| Exercise brief |
Find every line in the entries below that contains the string "shirt", treating case as significant, and copy each of those lines.

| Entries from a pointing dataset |
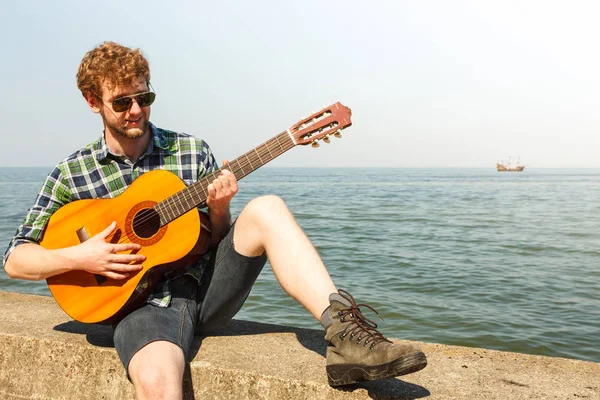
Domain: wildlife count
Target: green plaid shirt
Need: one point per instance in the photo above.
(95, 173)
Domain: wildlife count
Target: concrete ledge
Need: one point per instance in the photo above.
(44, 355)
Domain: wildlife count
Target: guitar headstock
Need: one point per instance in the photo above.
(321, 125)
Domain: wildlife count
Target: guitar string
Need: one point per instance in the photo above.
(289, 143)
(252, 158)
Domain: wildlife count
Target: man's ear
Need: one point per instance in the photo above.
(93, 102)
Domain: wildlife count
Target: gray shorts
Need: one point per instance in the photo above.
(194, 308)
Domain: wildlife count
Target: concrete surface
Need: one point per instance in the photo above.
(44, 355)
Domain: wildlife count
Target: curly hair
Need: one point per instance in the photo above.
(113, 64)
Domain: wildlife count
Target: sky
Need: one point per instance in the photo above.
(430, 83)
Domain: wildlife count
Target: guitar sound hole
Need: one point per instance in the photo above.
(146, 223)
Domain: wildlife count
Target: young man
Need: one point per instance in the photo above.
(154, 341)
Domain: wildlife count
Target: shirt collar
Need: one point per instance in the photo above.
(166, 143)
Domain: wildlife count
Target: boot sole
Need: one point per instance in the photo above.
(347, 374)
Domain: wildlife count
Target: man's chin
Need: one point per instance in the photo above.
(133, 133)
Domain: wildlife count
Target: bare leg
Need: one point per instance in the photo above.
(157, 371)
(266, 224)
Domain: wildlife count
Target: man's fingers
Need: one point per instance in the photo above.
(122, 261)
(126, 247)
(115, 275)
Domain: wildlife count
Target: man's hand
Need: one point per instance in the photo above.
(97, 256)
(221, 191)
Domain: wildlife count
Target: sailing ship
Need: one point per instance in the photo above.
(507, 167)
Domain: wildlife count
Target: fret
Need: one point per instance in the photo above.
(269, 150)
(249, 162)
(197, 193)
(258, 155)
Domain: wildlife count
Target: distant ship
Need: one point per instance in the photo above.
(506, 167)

---

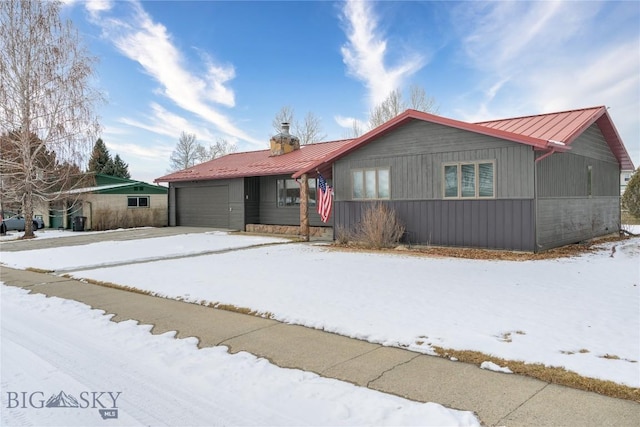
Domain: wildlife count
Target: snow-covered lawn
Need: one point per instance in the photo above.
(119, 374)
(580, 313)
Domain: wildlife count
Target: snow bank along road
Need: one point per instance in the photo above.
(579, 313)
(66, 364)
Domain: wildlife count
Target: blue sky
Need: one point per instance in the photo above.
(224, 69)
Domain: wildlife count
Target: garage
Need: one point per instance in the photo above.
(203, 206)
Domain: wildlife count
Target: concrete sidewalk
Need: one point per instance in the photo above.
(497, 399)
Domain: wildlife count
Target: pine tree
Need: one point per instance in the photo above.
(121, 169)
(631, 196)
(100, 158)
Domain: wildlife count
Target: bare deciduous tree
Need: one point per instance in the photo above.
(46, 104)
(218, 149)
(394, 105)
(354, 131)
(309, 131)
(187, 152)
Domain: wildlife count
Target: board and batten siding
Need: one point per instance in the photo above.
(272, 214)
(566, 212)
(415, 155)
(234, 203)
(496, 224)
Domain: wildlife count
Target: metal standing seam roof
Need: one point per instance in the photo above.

| Complete answer |
Target: green plaid shirt
Target: shirt collar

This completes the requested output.